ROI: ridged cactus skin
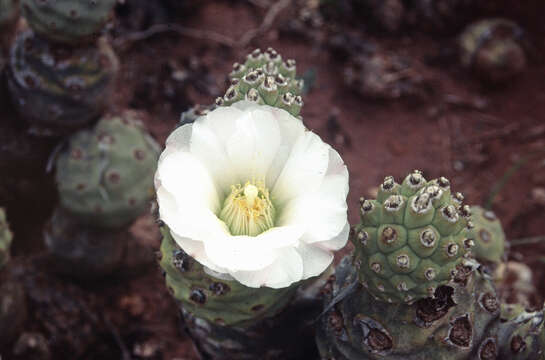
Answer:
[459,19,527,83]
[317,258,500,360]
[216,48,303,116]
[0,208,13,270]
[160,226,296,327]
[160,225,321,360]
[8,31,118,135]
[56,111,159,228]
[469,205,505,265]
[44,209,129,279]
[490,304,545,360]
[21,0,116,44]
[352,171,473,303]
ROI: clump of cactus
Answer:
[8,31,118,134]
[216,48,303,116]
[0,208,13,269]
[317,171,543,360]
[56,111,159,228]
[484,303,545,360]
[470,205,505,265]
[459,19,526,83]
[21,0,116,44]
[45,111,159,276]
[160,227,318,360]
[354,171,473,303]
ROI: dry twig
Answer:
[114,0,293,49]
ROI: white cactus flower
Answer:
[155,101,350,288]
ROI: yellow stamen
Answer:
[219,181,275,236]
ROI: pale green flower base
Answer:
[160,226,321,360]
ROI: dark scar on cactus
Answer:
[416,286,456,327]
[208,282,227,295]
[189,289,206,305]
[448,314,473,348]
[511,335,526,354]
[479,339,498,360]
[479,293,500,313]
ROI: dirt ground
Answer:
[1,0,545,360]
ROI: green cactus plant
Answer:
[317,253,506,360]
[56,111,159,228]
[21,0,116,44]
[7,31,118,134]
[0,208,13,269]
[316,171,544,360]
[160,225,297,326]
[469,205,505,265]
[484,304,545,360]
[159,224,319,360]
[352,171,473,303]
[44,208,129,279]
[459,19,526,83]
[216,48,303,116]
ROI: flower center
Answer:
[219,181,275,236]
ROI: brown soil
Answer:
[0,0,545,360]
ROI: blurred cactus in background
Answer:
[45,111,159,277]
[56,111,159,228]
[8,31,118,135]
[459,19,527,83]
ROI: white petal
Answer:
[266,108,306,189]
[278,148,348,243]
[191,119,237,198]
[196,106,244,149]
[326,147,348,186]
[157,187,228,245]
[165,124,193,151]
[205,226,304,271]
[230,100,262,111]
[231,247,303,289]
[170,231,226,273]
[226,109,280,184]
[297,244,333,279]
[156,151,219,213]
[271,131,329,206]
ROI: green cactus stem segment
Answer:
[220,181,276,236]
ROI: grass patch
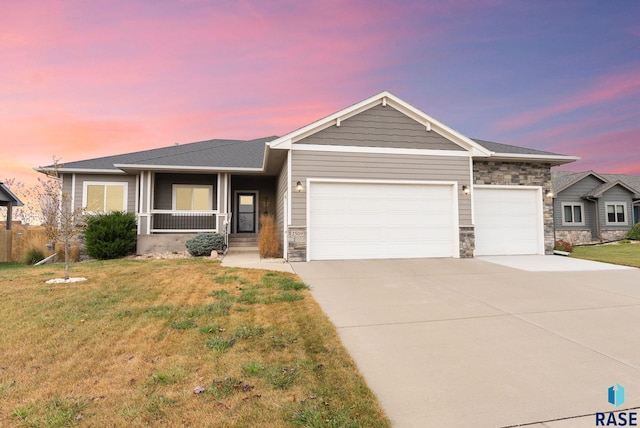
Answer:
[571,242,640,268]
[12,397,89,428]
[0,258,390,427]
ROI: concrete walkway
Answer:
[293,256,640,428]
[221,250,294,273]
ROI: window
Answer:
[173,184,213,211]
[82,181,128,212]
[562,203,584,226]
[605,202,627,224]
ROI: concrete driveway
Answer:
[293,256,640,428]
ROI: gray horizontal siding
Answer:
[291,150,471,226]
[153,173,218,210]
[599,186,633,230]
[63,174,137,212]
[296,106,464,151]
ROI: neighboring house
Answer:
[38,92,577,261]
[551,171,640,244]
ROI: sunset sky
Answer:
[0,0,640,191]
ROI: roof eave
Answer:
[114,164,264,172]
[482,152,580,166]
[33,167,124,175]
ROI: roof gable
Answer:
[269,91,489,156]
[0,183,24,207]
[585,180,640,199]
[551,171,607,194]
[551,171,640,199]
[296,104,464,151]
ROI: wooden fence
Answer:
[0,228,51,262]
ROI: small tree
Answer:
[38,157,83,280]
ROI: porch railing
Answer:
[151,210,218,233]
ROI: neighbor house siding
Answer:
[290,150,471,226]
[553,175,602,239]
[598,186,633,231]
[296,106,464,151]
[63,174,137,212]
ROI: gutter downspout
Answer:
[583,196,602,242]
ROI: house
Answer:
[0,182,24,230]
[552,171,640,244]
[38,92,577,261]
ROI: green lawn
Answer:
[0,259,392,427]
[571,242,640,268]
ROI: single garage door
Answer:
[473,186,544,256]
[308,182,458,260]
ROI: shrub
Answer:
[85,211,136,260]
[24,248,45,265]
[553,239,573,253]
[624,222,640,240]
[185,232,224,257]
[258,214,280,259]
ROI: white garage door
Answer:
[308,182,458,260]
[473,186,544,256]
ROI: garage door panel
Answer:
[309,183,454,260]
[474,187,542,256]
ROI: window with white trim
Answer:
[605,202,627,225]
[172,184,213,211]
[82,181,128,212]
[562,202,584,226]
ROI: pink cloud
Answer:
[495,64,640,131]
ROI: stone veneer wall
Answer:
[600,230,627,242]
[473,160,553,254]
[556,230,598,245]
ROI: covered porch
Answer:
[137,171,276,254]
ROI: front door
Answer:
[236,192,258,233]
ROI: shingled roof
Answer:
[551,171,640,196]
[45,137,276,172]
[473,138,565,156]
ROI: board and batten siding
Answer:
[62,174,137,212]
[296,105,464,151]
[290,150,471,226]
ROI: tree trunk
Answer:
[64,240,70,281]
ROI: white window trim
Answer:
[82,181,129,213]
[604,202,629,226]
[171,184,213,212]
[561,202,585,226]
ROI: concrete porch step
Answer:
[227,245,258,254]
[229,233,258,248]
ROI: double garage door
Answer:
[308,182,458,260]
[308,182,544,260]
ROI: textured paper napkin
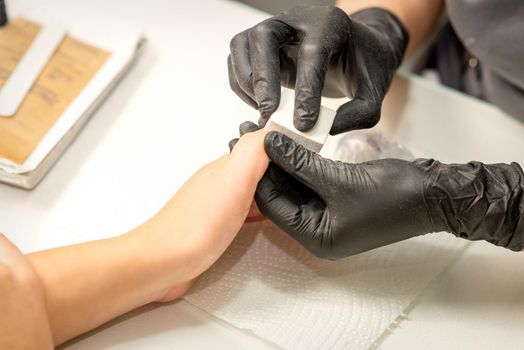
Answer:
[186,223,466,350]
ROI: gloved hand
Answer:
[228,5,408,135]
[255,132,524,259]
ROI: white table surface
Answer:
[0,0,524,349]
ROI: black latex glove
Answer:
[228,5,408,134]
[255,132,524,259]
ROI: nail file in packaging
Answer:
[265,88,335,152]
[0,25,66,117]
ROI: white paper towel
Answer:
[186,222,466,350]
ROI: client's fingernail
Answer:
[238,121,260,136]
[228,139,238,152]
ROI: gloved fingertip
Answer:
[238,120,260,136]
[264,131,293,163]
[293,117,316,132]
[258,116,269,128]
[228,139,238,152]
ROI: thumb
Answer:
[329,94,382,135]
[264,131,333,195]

___

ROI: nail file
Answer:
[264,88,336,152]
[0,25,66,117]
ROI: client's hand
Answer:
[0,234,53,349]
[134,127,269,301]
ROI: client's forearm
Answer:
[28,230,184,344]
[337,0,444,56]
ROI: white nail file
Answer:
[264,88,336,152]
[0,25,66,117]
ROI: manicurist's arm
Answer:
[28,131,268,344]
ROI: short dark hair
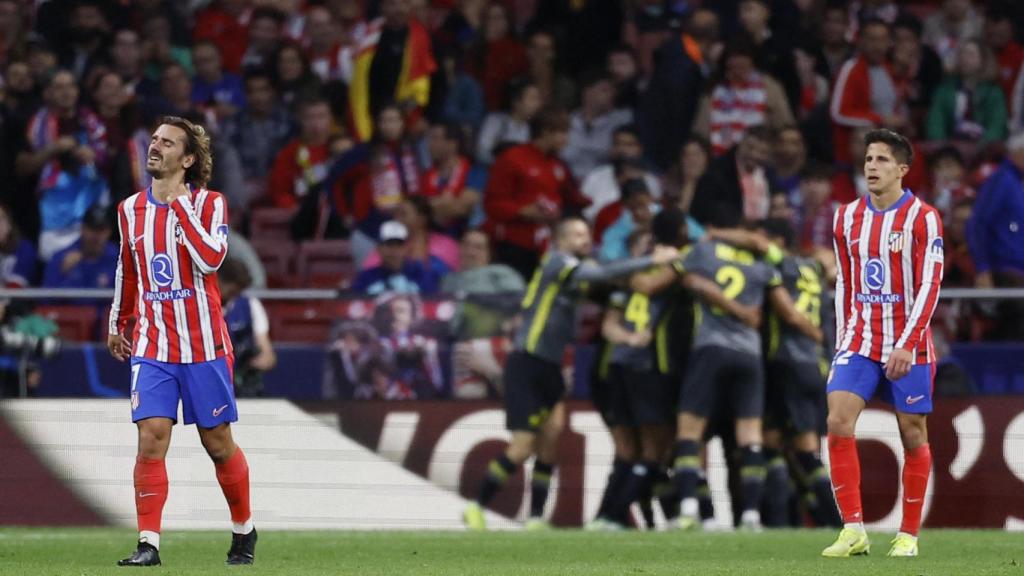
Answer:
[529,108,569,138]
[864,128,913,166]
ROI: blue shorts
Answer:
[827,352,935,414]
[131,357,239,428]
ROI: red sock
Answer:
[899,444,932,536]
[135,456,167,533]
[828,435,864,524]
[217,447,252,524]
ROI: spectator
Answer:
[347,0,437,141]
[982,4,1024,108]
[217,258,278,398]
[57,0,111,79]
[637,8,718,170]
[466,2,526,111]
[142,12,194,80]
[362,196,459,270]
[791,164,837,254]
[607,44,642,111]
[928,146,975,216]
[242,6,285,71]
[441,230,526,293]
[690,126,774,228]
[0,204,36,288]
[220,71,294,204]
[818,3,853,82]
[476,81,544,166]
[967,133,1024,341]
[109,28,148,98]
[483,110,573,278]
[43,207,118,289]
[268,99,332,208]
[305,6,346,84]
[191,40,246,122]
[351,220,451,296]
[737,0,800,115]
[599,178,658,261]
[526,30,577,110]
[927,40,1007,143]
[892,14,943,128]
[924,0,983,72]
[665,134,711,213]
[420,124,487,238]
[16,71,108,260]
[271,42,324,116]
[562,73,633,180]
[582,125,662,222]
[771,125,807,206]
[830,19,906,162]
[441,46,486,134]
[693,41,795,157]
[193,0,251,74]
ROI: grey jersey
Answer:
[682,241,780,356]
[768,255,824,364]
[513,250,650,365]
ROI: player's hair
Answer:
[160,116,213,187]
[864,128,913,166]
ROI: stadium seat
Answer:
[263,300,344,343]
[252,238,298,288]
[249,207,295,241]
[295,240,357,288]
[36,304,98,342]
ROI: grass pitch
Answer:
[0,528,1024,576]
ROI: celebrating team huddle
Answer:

___

--- Directions ---
Count the lines in the listing above that contain the string "door", treating uppercase and lowercase as different. Give only the number.

--- Solution to this problem ---
5